» WORK TO COMPLETE:
1 > Quote the passage on tax misreporting, beginning at the words "For corporations reporting" and ending after the words "reduced during audit.".
2 > According to the passage on tax misreporting, how much unreported income did the TCMP auditors detect for the income types covered by the TCMP-IRP study?
3 > Continue the passage on tax misreporting from the point where it ends.

» PASSAGE SHOWN:
************
For corporations reporting a loss, the adjustment was calculated by multiplying total losses, as published in SOI, by an estimate, based on fragmentary information from IRS, of the percentage by which losses were reduced during audit.
New Information on Misreporting
Studies at IRS and the Census Bureau have provided new information about the extent of underreporting on tax returns and of the failure to file income and employment tax returns. The information about the extent of underreporting was from IRS research on the TCMP auditors' ability to detect unreported income in 1976, and from an IRS examination of the underreporting of wages and salaries on the employment tax returns in the 1979 TCMP. Information on the extent to which businesses and individuals failed to file tax returns was developed from the Census Bureau's evaluation of the coverage of its surveys. Underreporting in income tax returns
The starting point of the IRS research was the TCMP-Information Returns Program (the TCMP-IRP). In this study, conducted after the 1976 TCMP audits were completed, IRS used information returns to assess the auditors' ability to detect unreported income. Information returns are reports that must be filed with IRS by payers of certain types of income--for example, form W-2 for wages and salaries paid by employers and form 1099 for interest paid by banks. For a sample of tax returns included in the 1976 TCMP, IRS compared the amount of each type of income reported on these forms with that reported by the taxpayer and established by the auditor. The study showed that, for the income types covered--mainly wages and salaries, interest, and dividends--the TCMP auditors detected $1 of every $4 of unreported income.
IRS conducted additional research on income types not included in the TCMP-IRP study. For business income (mainly rental income and incomes of partnerships, sole proprietorships, and small business corporations), IRS concluded that auditors detected $1 of every $3-1/2 of unreported gross profits--that is, gross receipts less cost of goods sold. Because IRS audit studies indicated that businesses that understated receipts also understated cost of goods sold in order to avoid reporting a suspicious sales/gross profits relationships, IRS further concluded that auditors detected similar proportions of both unreported gross receipts and unreported cost of goods sold. In contrast, for deductions--that is expenses, other than cost of goods sold--IRS concluded that the auditors were able to detect all overreporting. From these conclusions, it can be inferred that auditors detected a higher proportion of misreporting for net income--that is, gross profits less deductions, an aggregate that approximates the concept used in the NIPA's--than for gross profits.
************
» ENTRIES:

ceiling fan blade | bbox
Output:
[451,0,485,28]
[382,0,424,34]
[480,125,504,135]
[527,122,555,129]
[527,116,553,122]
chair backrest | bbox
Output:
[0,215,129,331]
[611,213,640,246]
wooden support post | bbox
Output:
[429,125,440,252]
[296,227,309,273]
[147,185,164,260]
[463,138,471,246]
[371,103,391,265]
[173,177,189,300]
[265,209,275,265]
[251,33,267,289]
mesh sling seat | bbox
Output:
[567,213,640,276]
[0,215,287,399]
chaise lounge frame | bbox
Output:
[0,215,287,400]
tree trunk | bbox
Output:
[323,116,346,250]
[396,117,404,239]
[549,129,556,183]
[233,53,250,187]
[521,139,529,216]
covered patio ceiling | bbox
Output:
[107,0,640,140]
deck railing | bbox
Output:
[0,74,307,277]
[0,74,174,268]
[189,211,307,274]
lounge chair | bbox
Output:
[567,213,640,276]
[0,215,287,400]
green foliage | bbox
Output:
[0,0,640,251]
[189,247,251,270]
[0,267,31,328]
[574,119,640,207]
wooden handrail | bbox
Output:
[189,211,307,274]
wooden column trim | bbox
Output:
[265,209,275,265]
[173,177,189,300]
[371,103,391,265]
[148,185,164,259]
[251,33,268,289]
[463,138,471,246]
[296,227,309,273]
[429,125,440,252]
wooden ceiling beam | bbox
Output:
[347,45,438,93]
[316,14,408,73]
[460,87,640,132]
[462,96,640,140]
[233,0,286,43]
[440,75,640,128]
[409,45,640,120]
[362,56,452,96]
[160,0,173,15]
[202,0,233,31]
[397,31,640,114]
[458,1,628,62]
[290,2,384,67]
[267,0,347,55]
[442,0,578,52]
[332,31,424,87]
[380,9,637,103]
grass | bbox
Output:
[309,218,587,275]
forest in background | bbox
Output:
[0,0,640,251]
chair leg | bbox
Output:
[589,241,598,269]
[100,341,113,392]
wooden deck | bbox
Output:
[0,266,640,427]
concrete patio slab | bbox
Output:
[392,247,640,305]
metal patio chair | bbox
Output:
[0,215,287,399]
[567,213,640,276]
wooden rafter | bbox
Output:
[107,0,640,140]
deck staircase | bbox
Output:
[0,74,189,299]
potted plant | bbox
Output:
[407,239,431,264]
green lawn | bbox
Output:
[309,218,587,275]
************
» EXERCISE RESPONSES:
1 >
For corporations reporting a loss, the adjustment was calculated by multiplying total losses, as published in SOI, by an estimate, based on fragmentary information from IRS, of the percentage by which losses were reduced during audit.

2 > They detected $1 of every $4 of unreported income.

3 >
The IRS view about the extent of underreporting of business recepits tends to be confirmed by evaluation studies of the 1977 economic censuses. For these studies, the Census Bureau conducted special surveys that collected receipts for samples of small firms for which tax return information had been used in the economic censuses. The receipts as reported in these surveys were compared with receipts as reported on a firm's tax return. These comparisons showed that small firms consistenly reported larger receipts to the Census Bureau than they reported to IRS. The underreporting of receipts to IRS indicated in the surveys was about the same as the total underreporting indicated by the IRS research. Underreporting on employment tax returns
In the 1979 TCMP, IRS audited the reporting of wages and salaries by sole proprietorships and by small corporations (those with assets of less than $10 million) on the return used to report Federal unemployment insurance taxes (form 940). The auditors detected both underreporting on, and failure to file, these returns. The information on wages and salaries reported on these returns is essentially the same as that reported to the State Employment Security Agencies (and used by BEA for the NIPA estimates). Because of administrative links between the Federal and State unemployment insurance programs, it seems likely that the audit ratio for the Federal returns in the 1979 TCMP is applicable to the returns filed with the State agencies. It should be noted that IRS has not assessed the auditors' ability to detect misreporting on the employment tax returns, as it did for income tax returns in the TCMP-IRP study. Nonfiling of tax returns
For incomes earned by persons in 1972 and in 1977, the Census Bureau evaluated the reporting in the annual income supplement to the Current Population Survey (CPS). For each year, Census prepared "exact-match" files of CPS records, selected items for individual income tax returns, and earnings and benefits from Social Security Administration (SSA) records. From these files, tabulations were prepared of the incomes of "nonfilers," that is, persons who did not file an income tax return, but who earned income as evidence by the information they supplied to the CPS. (Persons who filed a tax return were classified as "filers," even if they did not report to IRS all the income types that they reported to the CPS.) BEA used the tabulation of nonfarm sole proprietorship and partnership income.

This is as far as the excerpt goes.